TASK DESCRIPTION. Exactly as given, restate each record that follows.

[Free-text object descriptions]
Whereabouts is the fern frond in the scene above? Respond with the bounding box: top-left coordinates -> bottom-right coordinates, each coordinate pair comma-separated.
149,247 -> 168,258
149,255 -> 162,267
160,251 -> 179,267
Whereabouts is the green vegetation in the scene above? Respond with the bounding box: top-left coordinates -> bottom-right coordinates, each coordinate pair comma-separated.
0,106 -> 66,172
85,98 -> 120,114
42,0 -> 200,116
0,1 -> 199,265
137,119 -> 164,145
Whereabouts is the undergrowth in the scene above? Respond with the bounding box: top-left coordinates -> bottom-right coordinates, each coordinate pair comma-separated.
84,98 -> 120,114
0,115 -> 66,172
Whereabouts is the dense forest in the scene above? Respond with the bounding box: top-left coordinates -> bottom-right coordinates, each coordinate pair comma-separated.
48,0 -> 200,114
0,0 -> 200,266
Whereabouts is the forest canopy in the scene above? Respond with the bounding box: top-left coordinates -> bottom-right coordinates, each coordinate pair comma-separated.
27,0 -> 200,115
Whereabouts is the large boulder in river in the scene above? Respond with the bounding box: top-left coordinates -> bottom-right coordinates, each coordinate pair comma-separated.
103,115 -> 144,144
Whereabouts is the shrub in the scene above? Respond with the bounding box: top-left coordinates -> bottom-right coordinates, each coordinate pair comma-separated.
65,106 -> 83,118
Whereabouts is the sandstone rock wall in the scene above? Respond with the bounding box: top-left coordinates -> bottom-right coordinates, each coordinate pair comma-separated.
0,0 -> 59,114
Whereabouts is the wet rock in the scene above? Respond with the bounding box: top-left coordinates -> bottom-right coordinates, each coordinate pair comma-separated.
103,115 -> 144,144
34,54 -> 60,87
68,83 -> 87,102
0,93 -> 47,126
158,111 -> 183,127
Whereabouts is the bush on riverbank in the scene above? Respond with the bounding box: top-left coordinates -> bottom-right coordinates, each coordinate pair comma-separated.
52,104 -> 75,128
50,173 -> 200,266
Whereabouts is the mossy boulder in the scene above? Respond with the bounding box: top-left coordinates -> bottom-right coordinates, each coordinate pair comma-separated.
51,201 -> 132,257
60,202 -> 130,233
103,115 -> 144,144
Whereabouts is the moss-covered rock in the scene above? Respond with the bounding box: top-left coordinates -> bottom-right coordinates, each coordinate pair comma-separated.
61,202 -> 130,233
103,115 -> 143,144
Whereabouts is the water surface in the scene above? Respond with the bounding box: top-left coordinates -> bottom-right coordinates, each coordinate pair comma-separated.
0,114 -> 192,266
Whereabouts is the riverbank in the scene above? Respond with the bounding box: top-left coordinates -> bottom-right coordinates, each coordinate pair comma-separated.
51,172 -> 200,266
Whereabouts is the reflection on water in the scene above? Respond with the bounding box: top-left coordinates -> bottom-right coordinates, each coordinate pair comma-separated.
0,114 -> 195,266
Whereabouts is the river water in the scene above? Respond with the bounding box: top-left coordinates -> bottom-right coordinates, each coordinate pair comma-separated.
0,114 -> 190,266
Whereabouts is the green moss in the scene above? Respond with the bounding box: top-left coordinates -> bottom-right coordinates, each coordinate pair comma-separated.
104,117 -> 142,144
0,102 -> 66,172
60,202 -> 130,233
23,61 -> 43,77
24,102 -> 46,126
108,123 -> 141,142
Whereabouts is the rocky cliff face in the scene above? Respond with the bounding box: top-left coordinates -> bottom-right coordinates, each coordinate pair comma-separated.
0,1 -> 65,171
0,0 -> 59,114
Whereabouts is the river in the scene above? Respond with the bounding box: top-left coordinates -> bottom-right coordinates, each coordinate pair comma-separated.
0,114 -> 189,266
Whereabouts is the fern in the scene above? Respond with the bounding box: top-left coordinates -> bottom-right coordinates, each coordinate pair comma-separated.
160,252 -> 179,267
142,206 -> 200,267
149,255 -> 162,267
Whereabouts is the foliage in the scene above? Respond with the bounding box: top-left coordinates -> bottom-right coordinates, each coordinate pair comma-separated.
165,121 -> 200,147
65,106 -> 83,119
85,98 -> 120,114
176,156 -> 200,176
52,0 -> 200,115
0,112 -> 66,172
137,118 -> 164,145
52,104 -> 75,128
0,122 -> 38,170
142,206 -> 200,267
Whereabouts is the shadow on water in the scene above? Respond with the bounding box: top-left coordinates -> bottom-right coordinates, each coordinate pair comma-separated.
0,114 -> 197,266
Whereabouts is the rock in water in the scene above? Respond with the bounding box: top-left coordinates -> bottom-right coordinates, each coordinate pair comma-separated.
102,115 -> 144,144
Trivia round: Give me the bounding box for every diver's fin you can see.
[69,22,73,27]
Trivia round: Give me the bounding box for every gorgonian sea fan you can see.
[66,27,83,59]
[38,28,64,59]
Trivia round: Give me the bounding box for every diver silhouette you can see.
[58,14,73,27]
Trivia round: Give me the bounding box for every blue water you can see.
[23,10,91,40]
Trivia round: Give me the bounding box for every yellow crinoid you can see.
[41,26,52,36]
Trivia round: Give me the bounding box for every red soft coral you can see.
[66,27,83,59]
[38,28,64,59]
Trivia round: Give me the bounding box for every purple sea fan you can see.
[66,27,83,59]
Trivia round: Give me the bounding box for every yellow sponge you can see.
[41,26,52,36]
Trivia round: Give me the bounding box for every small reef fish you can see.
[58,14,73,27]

YOUR SOLUTION.
Whereabouts is the fern frond in the scene above? Respond with the bounding box: top-left coordinates -> bottom-right coordinates, each coordinate pair comma-separated.
149,247 -> 168,258
149,255 -> 162,267
160,251 -> 179,267
Whereabouts is the green vegetation in the scene above? Respond with the bounding box: top-left coordinates -> bottom-right coordinates, each coordinate pair comma-separated.
0,106 -> 66,172
85,98 -> 120,114
42,0 -> 200,116
0,1 -> 199,265
137,119 -> 164,145
Whereabouts is the undergrowth in the scene above? Respond with the bounding box: top-left coordinates -> bottom-right coordinates, each coordinate pair comma-separated.
84,98 -> 120,114
0,115 -> 66,172
Whereabouts is the dense forest in the scene above? Respond with the bounding box: top-left coordinates -> bottom-right coordinates, each coordinate pair comma-separated.
48,0 -> 200,114
0,0 -> 200,266
Whereabouts is the forest canopy in the scene above? Respond with the bounding box: top-left coordinates -> bottom-right coordinates, each coordinate pair comma-separated.
27,0 -> 200,115
Whereabouts is the large boulder in river in the scene above? Respond with the bounding box: top-left coordinates -> bottom-right coordinates, each coordinate pair comma-separated.
103,115 -> 144,144
Whereabouts is the shrub in the scene above? Respond with the bounding box: top-left coordinates -> bottom-right coordinates, each coordinate pair comma-separated.
65,106 -> 83,118
Whereabouts is the sandstone rock wall in the scene above? Respond with the bounding box: top-left coordinates -> bottom-right coordinates, each coordinate pair comma-separated.
0,0 -> 59,114
Whereabouts is the wet rock in the scene above? Respond with the bounding box: top-left coordinates -> bottom-right coordinates, each coordinate pair comma-separated.
103,115 -> 144,144
34,54 -> 60,87
68,83 -> 87,102
0,93 -> 47,126
158,111 -> 183,127
Whereabouts is the bush on riverbank in the scene above? Respond with the bounding box: top-left coordinates -> bottom-right coordinates, each coordinate pair comma-separated.
52,104 -> 75,128
50,173 -> 200,266
Whereabouts is the mossy boulder in the scene above? Respond with the bounding box: top-left coordinates -> bottom-right coordinates, each coordinate pair comma-separated.
51,201 -> 132,257
60,202 -> 130,233
103,115 -> 144,144
Whereabouts is the moss-covered rock in the scene above? Respond with the bounding box: top-left coordinates -> bottom-right coordinates, each coordinate pair comma-separated.
61,202 -> 130,233
103,115 -> 143,144
Whereabouts is the water surface in the scene above? Respond with the bounding box: top-left coordinates -> bottom-right coordinates, each coordinate pair comma-separated.
0,114 -> 192,266
Whereabouts is the riverbank in the scene above? Respond with the bounding box: top-left coordinates -> bottom-right coordinates, each coordinate pair comma-separated.
51,172 -> 200,266
Whereabouts is the reflection on water in the scene above? Respond with the bounding box: top-left coordinates -> bottom-right coordinates, each coordinate pair comma-separated.
0,114 -> 195,266
Whereabouts is the river water in the scene above? Respond with the bounding box: top-left coordinates -> bottom-right coordinates, each coordinate pair comma-separated.
0,114 -> 190,266
Whereabouts is the green moss in the scene above? Respond with the bounding box: top-left coordinates -> bottom-right coordinates, each coordinate pair comma-separated.
104,117 -> 142,144
0,102 -> 66,172
60,202 -> 130,233
23,61 -> 43,77
24,102 -> 46,126
108,123 -> 141,142
Whereabouts is the rocky cliff face in the scene above? Respond with the bounding box: top-left coordinates -> bottom-right coordinates, each coordinate pair comma-separated.
0,1 -> 65,171
0,0 -> 59,114
Whereabouts is the river in the scene above? Respond with the bounding box: top-left coordinates -> bottom-right coordinates, each coordinate pair comma-separated.
0,114 -> 189,266
Whereabouts is the fern in the scene above? Respond with the bounding box: top-left coordinates -> bottom-right coordinates, each coordinate pair comma-separated.
160,252 -> 179,267
142,206 -> 200,267
149,255 -> 162,267
Whereabouts is the foliage in the scene above? Respond with the bounding box: top-left coordinates -> bottom-right coordinates, each coordinate pair comma-separated.
165,121 -> 200,147
65,106 -> 83,119
85,98 -> 120,114
176,156 -> 200,176
52,0 -> 200,115
0,112 -> 66,172
137,118 -> 164,145
52,104 -> 75,128
0,122 -> 38,170
142,206 -> 200,267
Whereabouts is the shadow on water in the scene above? Respond with the bounding box: top-left coordinates -> bottom-right coordinates, each coordinate pair comma-separated.
0,114 -> 197,266
Whereabouts is the rock in water in the scene above? Respond with the bounding box: top-left coordinates -> bottom-right coordinates, each coordinate pair comma-separated.
102,115 -> 144,144
Trivia round: Give me the bounding box for every diver's fin you can see.
[69,22,73,27]
Trivia round: Give me the bounding box for every gorgonian sea fan you can see.
[66,27,83,59]
[38,28,64,59]
Trivia round: Give me the bounding box for every diver silhouette you can see.
[58,14,73,27]
Trivia round: Give me the bounding box for every blue water you can see.
[23,10,91,40]
Trivia round: Give me the bounding box for every yellow crinoid you can see.
[41,26,52,36]
Trivia round: Give me the bounding box for every red soft coral you can see.
[66,27,83,59]
[38,28,64,59]
Trivia round: Give me the bounding box for every purple sea fan you can see.
[66,27,83,59]
Trivia round: Give me the bounding box for every yellow sponge you can see.
[41,26,52,36]
Trivia round: Give me the bounding box for every small reef fish you can see.
[58,14,73,27]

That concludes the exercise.